• _The problem_
From the material below, pull out every line that contains the string "plaid" and copy each one.

— start Provided records —

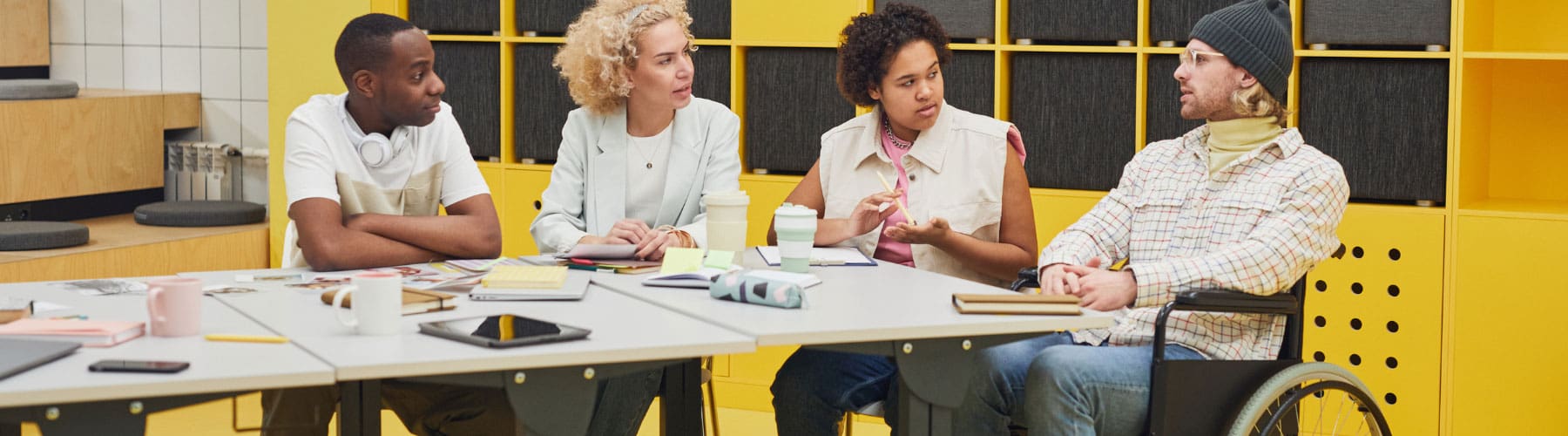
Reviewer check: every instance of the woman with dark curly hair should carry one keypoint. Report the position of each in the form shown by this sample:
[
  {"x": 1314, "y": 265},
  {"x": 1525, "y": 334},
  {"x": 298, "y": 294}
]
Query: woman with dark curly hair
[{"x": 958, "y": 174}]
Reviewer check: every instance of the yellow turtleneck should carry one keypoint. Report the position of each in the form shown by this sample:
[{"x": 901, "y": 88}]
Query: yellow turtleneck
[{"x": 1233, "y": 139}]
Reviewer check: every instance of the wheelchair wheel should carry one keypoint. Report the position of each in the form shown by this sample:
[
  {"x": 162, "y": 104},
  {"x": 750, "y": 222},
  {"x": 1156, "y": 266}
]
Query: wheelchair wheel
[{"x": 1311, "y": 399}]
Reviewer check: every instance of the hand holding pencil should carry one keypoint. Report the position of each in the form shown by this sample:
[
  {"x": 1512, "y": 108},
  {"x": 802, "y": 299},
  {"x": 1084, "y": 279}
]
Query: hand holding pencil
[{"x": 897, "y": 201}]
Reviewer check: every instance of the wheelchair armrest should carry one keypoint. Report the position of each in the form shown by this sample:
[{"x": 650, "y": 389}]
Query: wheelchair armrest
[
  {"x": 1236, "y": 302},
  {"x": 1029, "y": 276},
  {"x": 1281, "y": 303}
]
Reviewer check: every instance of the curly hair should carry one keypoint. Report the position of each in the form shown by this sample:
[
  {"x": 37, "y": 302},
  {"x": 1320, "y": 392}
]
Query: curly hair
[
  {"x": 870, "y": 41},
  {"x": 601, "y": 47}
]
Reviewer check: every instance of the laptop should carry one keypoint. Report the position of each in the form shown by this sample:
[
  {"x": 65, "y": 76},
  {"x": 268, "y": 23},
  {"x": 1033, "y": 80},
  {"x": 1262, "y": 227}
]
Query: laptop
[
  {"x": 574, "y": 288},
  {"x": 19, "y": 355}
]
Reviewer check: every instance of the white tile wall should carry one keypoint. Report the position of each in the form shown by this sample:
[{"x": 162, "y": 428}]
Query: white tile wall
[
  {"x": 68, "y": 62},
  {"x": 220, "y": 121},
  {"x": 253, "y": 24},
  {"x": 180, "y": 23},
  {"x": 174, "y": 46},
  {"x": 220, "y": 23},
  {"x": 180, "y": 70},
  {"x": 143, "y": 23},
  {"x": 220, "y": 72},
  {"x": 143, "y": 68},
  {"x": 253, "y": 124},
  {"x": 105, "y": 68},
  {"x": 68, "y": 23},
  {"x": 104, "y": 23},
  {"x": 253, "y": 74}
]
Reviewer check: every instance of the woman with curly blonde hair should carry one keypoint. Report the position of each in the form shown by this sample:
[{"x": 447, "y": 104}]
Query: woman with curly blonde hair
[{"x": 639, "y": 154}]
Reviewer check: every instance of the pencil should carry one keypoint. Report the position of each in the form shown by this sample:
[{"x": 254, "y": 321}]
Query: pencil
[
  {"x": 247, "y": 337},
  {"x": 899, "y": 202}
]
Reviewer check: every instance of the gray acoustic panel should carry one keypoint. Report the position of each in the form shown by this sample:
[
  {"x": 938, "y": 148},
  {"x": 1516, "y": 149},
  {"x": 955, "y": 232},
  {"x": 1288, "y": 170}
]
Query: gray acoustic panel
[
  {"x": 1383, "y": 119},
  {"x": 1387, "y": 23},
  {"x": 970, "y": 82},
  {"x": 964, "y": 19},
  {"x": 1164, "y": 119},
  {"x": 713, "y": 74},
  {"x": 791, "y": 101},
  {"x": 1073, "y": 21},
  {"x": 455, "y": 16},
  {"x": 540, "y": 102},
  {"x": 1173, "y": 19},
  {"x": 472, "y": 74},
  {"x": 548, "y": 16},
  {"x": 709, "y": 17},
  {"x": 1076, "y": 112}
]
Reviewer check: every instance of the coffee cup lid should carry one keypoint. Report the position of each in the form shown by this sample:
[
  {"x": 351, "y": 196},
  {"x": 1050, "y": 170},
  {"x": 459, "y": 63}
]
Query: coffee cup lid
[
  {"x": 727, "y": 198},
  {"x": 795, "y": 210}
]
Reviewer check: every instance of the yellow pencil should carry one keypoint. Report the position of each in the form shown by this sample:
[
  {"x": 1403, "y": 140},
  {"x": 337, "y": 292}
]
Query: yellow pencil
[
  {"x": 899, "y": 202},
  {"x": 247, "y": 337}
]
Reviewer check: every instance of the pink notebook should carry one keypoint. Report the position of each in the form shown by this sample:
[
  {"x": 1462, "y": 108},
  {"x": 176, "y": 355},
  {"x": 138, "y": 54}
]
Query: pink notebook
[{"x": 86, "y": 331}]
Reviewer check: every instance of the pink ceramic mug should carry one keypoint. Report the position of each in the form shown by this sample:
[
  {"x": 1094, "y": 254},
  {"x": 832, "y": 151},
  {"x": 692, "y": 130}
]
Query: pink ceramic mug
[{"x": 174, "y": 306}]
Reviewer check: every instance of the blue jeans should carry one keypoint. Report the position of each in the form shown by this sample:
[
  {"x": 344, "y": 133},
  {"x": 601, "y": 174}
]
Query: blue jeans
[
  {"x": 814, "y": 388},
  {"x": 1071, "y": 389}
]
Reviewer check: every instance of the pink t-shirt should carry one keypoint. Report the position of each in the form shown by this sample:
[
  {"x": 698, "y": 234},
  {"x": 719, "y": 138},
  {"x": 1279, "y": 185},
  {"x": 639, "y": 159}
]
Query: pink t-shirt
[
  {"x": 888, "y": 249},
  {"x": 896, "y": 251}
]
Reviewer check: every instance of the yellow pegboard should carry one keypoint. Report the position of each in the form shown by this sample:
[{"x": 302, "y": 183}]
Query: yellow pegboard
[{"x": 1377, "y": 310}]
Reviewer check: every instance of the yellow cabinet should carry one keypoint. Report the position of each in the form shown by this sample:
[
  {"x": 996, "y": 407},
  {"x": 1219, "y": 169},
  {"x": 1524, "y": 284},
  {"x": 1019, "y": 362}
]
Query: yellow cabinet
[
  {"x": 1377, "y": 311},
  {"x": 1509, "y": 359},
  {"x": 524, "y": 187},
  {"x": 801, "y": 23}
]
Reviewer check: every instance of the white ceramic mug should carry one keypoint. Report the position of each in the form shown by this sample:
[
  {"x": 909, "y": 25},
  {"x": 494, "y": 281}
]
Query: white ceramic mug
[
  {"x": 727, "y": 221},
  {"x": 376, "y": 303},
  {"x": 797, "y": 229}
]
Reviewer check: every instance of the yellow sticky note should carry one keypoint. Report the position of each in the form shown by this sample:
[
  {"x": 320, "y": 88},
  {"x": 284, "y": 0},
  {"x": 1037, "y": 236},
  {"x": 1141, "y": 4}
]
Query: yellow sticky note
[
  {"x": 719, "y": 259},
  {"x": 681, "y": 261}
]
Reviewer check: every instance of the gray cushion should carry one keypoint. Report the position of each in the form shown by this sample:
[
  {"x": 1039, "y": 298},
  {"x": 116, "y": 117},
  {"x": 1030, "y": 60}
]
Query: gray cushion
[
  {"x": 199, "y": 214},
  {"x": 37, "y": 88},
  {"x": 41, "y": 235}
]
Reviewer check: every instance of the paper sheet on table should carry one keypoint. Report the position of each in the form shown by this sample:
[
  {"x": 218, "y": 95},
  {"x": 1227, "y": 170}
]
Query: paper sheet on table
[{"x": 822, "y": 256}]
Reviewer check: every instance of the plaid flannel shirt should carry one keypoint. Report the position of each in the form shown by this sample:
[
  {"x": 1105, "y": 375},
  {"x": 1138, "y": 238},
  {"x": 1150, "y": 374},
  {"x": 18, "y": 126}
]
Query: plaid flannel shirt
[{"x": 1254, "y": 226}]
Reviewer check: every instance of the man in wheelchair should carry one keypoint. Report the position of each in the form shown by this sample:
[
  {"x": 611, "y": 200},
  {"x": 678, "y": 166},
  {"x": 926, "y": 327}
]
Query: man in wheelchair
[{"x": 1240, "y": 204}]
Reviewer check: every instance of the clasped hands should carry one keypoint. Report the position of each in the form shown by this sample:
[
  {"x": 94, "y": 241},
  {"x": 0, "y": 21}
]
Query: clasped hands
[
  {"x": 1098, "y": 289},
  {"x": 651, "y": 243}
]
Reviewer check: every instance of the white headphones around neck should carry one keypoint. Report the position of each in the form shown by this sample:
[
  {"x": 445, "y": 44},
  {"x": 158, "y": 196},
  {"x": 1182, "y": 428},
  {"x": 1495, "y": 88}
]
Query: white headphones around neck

— end Provided records —
— start Provided records —

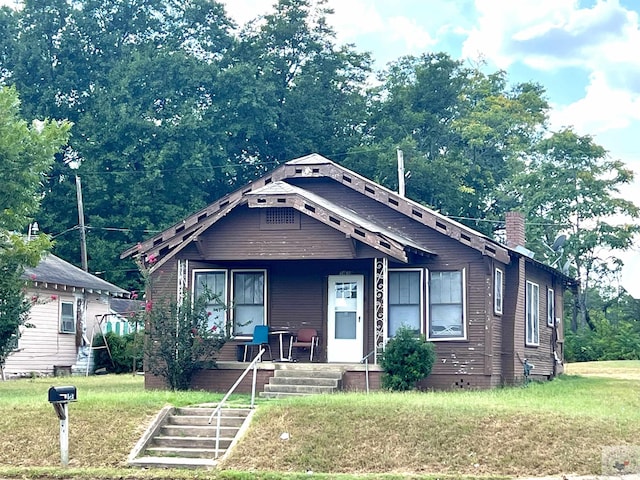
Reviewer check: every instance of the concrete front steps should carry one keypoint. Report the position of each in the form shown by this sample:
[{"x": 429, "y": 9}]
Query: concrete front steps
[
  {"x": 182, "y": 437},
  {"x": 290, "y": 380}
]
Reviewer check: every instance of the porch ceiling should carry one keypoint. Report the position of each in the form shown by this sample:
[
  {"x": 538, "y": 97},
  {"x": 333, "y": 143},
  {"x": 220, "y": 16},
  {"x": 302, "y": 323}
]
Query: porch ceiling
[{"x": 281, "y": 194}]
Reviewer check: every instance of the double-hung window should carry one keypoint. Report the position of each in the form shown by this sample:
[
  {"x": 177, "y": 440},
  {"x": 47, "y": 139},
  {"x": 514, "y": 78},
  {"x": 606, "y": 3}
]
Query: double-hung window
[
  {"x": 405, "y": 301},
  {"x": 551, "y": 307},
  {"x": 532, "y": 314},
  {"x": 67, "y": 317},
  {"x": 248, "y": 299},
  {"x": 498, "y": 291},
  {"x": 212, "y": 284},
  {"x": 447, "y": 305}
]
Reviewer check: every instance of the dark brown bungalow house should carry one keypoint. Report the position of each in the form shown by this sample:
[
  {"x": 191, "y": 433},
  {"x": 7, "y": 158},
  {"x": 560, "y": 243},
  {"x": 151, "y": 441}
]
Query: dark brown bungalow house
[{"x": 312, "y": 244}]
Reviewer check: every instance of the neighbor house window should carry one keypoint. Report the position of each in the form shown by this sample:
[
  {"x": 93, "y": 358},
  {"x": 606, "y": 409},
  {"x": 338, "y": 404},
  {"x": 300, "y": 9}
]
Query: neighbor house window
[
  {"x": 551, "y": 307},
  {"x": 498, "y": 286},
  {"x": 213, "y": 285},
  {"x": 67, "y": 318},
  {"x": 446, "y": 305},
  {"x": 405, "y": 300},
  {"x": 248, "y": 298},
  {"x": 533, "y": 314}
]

— end Provided records —

• _Response below_
Reviewer check: every instance of the plaid flannel shirt should carry one keypoint. Report the position of each in the form shown by this sample:
Query: plaid flannel shirt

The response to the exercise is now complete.